A smaller PSU at 80% utilization should consume less power then a larger PSU powering the same load at 40% utilization.
That depends upon the efficiencies of the two power supplies you're comparing. Look at the plot in
this report in figure 7. For most of the units shown there, the efficiency peaked between 40 and 80% load and was pretty flat in that region. You can compare specific units and find significant deviations from the above plot but of the many I've seen, this is very representative of the average. So basically, your 40 to 80% comparison is simply not valid.
As you reach the upper limits of the PSU you loose at least some effeciency to heat and such, but bigger capacitors, larger power regulators, and bigger converters are inerrantly less effecient then smaller components of the same design and quality.
This is going from bad to worse. As far as I know, you lose to heat at low loads too. Large caps are not necessarily less efficient than small ones.

§

» Given task 1:
Gather every line of the listing that contains the string "field", matching case exactly.
» Given task 2:
Extend the discussion of power supply efficiency past its final sentence by writing a few more sentences.

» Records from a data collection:

§

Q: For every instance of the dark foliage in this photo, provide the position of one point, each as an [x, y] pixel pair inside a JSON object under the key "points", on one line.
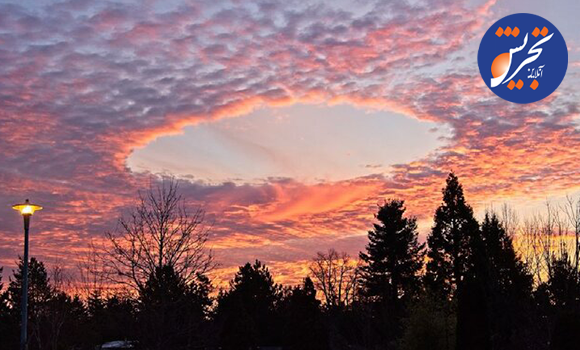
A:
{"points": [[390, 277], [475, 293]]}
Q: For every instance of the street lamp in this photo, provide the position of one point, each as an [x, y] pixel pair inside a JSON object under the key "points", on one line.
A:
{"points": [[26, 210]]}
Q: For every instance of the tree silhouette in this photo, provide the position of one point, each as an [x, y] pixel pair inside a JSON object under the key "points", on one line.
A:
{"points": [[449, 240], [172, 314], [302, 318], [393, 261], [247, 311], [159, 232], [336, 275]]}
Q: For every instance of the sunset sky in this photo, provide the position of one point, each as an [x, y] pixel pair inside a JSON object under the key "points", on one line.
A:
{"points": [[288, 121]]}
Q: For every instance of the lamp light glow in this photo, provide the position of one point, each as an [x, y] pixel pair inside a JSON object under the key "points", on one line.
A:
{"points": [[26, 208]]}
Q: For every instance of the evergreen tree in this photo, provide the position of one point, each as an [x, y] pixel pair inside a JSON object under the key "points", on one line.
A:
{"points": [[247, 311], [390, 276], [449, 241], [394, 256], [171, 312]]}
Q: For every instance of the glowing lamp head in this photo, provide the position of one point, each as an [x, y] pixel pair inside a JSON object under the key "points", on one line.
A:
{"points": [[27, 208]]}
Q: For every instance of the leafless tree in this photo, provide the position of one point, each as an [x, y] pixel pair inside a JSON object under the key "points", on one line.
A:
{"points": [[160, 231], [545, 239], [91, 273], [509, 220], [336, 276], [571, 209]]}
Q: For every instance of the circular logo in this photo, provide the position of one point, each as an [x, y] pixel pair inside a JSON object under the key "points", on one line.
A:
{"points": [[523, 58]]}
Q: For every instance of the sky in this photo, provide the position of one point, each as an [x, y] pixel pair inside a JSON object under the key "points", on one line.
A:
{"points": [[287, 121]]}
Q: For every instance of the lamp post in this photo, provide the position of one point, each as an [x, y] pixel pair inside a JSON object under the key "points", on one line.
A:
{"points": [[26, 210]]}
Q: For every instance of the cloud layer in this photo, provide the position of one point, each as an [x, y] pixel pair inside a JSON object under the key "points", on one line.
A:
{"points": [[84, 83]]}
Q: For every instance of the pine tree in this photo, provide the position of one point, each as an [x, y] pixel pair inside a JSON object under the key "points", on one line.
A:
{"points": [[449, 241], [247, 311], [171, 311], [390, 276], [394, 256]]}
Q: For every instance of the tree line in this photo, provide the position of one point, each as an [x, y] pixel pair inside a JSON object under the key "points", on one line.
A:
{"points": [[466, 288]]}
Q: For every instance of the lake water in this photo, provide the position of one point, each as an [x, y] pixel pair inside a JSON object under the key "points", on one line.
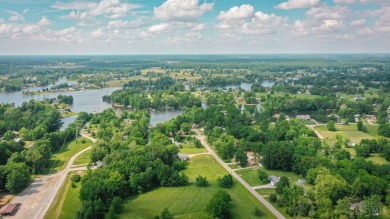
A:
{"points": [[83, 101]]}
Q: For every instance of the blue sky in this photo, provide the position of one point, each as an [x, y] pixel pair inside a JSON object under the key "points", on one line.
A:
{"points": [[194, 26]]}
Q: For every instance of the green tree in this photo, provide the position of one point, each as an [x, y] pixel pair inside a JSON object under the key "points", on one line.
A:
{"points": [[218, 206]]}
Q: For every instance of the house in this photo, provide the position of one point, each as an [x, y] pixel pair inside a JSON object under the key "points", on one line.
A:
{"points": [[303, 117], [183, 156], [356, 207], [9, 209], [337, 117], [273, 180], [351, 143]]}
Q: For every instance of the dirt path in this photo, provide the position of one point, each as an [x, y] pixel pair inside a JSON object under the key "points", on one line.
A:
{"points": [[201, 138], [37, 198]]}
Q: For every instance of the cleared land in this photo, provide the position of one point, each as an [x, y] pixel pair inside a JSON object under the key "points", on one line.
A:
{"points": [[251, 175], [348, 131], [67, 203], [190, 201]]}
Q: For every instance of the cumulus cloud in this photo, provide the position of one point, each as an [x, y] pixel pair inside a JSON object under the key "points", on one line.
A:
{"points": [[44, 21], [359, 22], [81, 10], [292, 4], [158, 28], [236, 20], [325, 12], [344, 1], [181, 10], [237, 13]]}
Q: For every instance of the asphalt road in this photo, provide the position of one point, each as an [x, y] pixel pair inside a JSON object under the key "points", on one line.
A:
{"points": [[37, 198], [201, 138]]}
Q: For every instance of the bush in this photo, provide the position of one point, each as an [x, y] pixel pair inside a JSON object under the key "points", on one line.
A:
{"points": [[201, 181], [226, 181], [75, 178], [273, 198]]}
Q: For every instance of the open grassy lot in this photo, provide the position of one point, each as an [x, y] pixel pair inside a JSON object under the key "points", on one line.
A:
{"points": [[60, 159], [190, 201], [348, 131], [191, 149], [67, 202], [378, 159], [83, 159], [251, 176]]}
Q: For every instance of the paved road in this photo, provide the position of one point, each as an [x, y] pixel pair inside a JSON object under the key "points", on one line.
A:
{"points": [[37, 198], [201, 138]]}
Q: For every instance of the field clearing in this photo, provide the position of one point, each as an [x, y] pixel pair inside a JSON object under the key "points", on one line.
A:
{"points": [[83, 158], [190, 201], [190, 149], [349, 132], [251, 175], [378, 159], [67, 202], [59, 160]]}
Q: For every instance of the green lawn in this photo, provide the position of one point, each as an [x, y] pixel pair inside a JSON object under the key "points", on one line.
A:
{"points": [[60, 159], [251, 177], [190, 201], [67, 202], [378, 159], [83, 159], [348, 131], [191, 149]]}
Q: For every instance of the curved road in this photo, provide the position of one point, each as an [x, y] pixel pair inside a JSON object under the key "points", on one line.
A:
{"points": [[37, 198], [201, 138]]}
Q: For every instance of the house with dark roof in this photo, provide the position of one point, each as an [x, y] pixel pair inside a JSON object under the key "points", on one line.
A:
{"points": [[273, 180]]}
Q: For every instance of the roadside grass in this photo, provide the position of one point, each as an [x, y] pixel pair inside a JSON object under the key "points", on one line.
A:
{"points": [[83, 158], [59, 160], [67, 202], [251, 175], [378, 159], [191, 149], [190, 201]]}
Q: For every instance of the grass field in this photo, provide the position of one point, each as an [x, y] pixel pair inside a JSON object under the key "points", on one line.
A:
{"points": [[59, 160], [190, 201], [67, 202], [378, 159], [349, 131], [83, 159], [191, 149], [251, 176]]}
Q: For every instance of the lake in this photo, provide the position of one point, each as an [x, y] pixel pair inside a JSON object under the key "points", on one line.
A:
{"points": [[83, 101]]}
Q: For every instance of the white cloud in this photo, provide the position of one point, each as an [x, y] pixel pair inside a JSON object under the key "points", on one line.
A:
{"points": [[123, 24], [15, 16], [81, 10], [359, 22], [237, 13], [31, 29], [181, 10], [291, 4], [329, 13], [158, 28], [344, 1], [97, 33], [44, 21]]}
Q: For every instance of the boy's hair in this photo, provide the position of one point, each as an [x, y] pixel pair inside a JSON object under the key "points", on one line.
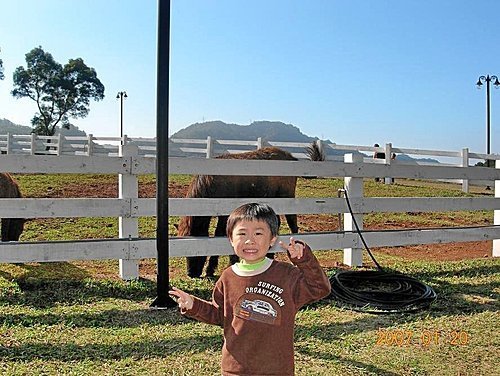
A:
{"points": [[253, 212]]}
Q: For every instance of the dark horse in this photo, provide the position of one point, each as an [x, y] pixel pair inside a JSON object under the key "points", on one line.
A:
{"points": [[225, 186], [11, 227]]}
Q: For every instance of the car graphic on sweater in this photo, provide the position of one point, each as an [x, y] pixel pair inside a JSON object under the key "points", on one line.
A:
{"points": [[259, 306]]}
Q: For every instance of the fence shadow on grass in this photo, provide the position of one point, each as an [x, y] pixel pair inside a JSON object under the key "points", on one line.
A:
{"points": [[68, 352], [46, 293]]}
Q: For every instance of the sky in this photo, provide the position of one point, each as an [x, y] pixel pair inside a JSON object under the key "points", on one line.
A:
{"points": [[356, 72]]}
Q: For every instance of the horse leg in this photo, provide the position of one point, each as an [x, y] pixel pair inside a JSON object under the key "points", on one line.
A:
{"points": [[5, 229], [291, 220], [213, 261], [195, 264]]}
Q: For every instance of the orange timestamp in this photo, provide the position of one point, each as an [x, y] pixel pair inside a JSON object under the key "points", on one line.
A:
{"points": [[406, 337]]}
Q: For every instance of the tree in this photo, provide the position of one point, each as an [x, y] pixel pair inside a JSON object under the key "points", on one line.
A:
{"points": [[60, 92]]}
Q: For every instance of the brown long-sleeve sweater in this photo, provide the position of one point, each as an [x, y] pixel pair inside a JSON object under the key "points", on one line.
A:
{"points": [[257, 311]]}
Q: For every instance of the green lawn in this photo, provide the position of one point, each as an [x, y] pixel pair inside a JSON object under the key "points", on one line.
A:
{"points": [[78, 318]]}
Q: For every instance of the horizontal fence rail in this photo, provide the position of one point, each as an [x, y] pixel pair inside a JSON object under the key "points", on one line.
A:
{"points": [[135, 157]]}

§

» Reply 1:
Q: For every instance of the field clearing in this photo, provide the position of one point, each as an [x, y] pixel pair inside a JSON object under the key "points", on one line.
Q: For every instance of the grass field in this photo, provide the position of one point, each as an [x, y] pixel pair inside a JSON object under the key "points", on one line.

» Reply 2:
Did you actually read that graph? The one on page 14?
You do bring up a good point, if this magical 40-80% still holds true for modern power supplies, so my example may have been off by 4%. However, if you actually READ THE GRAPH you will see that I am conceptually right, and if I changed my example to 74% on a smaller PSU vs. 37% on a larger PSU I would be completely right. I'm all for being corrected, but when it's a minor technicality that is wrong don't be an asshat and try to claim that I'm completely wrong. Of course you loose electricity due to heat at lower loads too, but when you start to reach the maximum thermal design load of the system you start to loose a greater percentage. But when you're under the designed electrical load of the system you loose electricity due to using power components that are too big for the job too.
1. The PSU with the highest tested effeciency in the 40-80% load range was a 220w model. The 250w model was the 3rd worst of the 8 models tested. Quality > Maximum rated wattage, like I said.
2. If you're comparing the best item in the list, the Rush 2 220w (second generation model of their 220w PSU) to the worst one, the 175watt "Cobra" you're comparing apples to organges, like I said.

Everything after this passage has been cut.